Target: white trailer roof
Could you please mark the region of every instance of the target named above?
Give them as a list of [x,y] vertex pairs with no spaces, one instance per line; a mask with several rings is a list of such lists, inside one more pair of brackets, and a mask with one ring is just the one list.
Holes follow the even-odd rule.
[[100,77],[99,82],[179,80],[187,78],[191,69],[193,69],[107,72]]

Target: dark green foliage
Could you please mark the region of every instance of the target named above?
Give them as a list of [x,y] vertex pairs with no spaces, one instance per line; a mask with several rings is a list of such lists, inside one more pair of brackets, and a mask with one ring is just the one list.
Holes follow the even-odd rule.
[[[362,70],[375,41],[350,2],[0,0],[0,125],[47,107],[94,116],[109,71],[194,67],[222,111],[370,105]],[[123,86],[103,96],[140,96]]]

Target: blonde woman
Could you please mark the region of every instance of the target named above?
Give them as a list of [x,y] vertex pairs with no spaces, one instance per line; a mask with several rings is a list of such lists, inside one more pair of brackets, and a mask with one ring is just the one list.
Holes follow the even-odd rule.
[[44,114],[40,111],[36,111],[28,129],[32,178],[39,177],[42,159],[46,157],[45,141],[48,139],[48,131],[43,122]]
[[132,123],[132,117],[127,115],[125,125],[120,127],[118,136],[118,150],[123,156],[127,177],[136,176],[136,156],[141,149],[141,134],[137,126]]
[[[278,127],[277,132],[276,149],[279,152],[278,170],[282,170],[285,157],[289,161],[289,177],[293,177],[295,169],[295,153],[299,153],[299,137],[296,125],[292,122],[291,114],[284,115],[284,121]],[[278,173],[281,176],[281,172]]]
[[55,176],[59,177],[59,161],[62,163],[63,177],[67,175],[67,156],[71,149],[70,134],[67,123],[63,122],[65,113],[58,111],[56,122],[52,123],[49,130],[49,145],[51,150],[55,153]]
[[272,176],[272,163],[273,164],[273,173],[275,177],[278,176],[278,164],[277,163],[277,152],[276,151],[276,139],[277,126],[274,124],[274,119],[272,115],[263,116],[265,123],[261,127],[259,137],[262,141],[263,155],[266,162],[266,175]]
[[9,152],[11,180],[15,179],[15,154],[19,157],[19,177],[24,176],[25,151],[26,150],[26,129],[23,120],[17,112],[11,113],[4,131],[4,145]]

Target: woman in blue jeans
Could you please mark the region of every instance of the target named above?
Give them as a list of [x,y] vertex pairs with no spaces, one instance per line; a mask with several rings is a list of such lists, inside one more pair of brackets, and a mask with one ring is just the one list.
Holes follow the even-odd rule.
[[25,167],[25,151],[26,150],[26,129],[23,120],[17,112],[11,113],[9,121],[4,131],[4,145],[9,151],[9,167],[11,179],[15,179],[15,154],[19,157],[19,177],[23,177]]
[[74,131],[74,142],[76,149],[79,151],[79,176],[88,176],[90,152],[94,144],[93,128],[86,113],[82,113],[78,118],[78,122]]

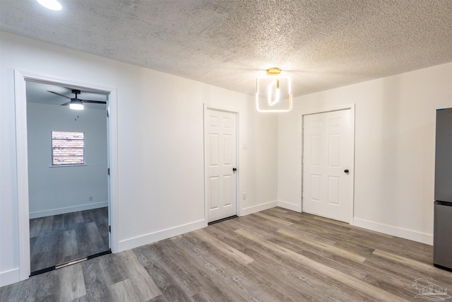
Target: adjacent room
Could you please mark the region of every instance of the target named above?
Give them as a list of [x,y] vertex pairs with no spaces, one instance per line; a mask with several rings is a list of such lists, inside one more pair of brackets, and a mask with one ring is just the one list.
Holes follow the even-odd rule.
[[0,0],[0,301],[452,298],[451,16]]

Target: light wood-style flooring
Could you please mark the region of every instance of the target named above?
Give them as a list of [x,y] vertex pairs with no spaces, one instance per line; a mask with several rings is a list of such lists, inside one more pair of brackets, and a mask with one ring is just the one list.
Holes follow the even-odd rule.
[[432,260],[427,245],[274,208],[32,277],[0,301],[422,301],[419,278],[452,292]]
[[32,272],[108,250],[107,207],[30,220]]

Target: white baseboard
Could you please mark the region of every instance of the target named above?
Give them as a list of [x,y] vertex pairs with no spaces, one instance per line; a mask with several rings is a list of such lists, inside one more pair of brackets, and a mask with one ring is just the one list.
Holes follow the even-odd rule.
[[185,233],[205,228],[206,226],[207,226],[207,220],[203,219],[198,221],[184,224],[182,226],[167,228],[166,230],[162,230],[142,235],[141,236],[134,237],[133,238],[120,240],[118,245],[118,252],[122,252],[123,250],[145,245],[147,244],[153,243],[171,237],[178,236]]
[[95,202],[93,204],[81,204],[80,206],[67,207],[65,208],[52,209],[45,211],[37,211],[30,213],[30,219],[45,217],[52,215],[60,215],[61,214],[72,213],[78,211],[91,210],[93,209],[108,207],[108,202]]
[[432,234],[427,234],[425,233],[420,233],[415,231],[408,230],[406,228],[388,226],[387,224],[379,223],[359,218],[352,219],[350,224],[352,226],[359,226],[359,228],[367,228],[368,230],[375,231],[376,232],[391,235],[393,236],[400,237],[402,238],[433,245],[433,235]]
[[242,209],[239,216],[249,215],[250,214],[274,208],[275,207],[278,207],[278,202],[276,200],[274,202],[268,202],[265,204],[258,204],[257,206]]
[[291,211],[302,212],[302,204],[294,204],[286,202],[278,201],[278,207],[280,207],[283,209],[286,209]]
[[0,272],[0,287],[12,284],[19,281],[20,281],[20,274],[19,274],[18,267]]

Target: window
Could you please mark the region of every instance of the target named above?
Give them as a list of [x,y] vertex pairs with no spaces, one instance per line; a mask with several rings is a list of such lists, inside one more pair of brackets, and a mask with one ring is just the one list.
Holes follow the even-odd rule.
[[52,132],[52,165],[83,165],[85,133]]

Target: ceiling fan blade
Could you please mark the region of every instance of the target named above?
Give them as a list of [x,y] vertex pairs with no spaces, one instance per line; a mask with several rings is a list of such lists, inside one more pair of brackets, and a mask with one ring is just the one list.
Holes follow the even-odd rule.
[[47,92],[49,92],[50,93],[56,94],[56,95],[62,96],[63,98],[69,98],[69,100],[72,98],[69,98],[69,96],[66,96],[64,94],[58,93],[57,92],[49,91],[47,91]]
[[107,104],[105,100],[80,100],[82,103],[92,103],[94,104]]

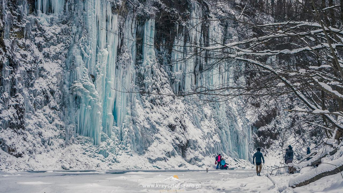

______

> Exercise directions: Rewrite the material from the line with "Target: adjacent room" to the line with "[[32,272],[108,250],[107,207],[30,220]]", requests included. Scale every outline point coordinate in the answers by 0.6, rounding to whole numbers with halves rounded up, and leave the requests and their format samples unchanged.

> Solution to the problem:
Target: adjacent room
Could you please mark the region of every instance of the target named above?
Give them as a list of [x,y] vertex pairs with no spaces, one instance per line; a mask with several rings is a list of such lists, inside one more pair of brackets, and a mask with one ring is just the one list.
Holes follow the even-odd rule.
[[0,0],[0,181],[271,179],[271,10]]

Target: light wood-style flooring
Could you please mark the region of every instance of the target named above?
Give them as a list of [x,y] vertex pairs with no spaces, one instance per line; a mask with several rings is a list of such lists, inside one more pair of brackets, and a mask with one ring is just the one list.
Holes follow the even-odd rule.
[[259,156],[256,147],[164,125],[19,166],[0,181],[253,181],[251,167],[271,175]]
[[19,163],[65,150],[64,124],[18,132]]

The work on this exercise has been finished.